**The problem:** Only the lines of the data below from the one with "box: [933, 544, 1171, 645]" through the one with "610L1103 651L1141 648L1151" are wanted. Repeat them exactly.
Input material: Begin
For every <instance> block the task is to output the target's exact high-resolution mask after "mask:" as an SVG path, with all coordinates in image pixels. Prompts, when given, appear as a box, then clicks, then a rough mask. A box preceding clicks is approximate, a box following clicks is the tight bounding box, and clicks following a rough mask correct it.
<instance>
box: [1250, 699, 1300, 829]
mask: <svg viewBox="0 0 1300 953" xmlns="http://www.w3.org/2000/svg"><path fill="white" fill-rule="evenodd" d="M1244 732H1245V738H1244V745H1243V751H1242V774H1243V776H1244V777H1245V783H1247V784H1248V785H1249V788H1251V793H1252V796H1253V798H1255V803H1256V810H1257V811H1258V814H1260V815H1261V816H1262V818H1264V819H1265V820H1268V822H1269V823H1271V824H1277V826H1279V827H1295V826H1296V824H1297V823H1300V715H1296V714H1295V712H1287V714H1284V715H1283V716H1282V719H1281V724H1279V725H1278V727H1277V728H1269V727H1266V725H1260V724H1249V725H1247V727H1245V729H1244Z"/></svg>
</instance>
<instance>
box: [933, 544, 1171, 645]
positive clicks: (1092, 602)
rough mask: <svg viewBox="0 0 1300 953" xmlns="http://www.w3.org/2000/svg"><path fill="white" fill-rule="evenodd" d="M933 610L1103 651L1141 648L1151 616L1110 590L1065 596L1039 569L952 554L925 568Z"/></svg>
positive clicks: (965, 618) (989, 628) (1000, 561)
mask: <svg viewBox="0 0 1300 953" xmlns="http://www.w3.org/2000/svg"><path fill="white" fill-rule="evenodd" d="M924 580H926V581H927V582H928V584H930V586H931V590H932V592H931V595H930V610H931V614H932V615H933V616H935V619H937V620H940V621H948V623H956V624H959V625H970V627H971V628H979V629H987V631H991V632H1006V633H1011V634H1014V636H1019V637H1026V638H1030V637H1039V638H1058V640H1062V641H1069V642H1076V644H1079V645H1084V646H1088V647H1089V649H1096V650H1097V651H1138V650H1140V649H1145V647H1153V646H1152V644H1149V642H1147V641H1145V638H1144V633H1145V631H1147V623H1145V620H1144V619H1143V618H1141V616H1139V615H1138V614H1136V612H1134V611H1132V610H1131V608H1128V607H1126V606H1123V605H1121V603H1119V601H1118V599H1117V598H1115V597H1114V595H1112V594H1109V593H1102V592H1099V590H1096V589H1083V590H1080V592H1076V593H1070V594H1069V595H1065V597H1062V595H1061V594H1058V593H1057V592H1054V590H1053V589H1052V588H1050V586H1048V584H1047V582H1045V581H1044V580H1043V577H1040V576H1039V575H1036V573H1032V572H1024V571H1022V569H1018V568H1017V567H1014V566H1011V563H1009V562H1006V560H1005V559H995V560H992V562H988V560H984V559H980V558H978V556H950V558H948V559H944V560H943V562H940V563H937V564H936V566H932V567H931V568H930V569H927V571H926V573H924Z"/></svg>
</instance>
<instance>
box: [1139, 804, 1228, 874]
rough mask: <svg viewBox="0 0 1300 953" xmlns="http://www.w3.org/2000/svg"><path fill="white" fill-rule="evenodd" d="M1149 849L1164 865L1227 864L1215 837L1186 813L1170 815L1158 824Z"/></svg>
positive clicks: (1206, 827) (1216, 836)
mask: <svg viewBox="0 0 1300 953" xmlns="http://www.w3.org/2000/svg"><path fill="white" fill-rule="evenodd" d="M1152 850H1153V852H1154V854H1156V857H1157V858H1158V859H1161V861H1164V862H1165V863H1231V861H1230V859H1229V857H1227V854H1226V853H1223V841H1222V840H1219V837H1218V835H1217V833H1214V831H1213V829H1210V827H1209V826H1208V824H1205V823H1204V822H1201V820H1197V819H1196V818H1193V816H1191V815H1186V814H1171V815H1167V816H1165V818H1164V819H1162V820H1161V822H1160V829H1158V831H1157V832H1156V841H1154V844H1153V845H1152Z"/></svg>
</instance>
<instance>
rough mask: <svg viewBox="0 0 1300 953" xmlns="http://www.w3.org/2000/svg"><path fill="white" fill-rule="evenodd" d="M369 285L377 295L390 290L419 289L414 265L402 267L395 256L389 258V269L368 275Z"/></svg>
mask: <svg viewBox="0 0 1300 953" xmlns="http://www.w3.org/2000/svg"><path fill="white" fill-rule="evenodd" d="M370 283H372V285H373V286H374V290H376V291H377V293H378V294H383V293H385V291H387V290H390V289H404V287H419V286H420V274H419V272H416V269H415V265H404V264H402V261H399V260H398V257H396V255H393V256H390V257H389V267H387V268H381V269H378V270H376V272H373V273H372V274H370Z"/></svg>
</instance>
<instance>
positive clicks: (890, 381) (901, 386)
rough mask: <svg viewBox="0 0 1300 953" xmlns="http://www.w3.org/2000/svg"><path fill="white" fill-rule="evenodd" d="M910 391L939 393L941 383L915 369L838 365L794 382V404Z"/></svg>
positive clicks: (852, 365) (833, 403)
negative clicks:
Input material: End
**Answer space:**
box: [933, 544, 1171, 645]
positive clicks: (1092, 602)
rough mask: <svg viewBox="0 0 1300 953" xmlns="http://www.w3.org/2000/svg"><path fill="white" fill-rule="evenodd" d="M933 610L1103 651L1141 648L1151 616L1110 590L1065 596L1039 569L952 554L925 568Z"/></svg>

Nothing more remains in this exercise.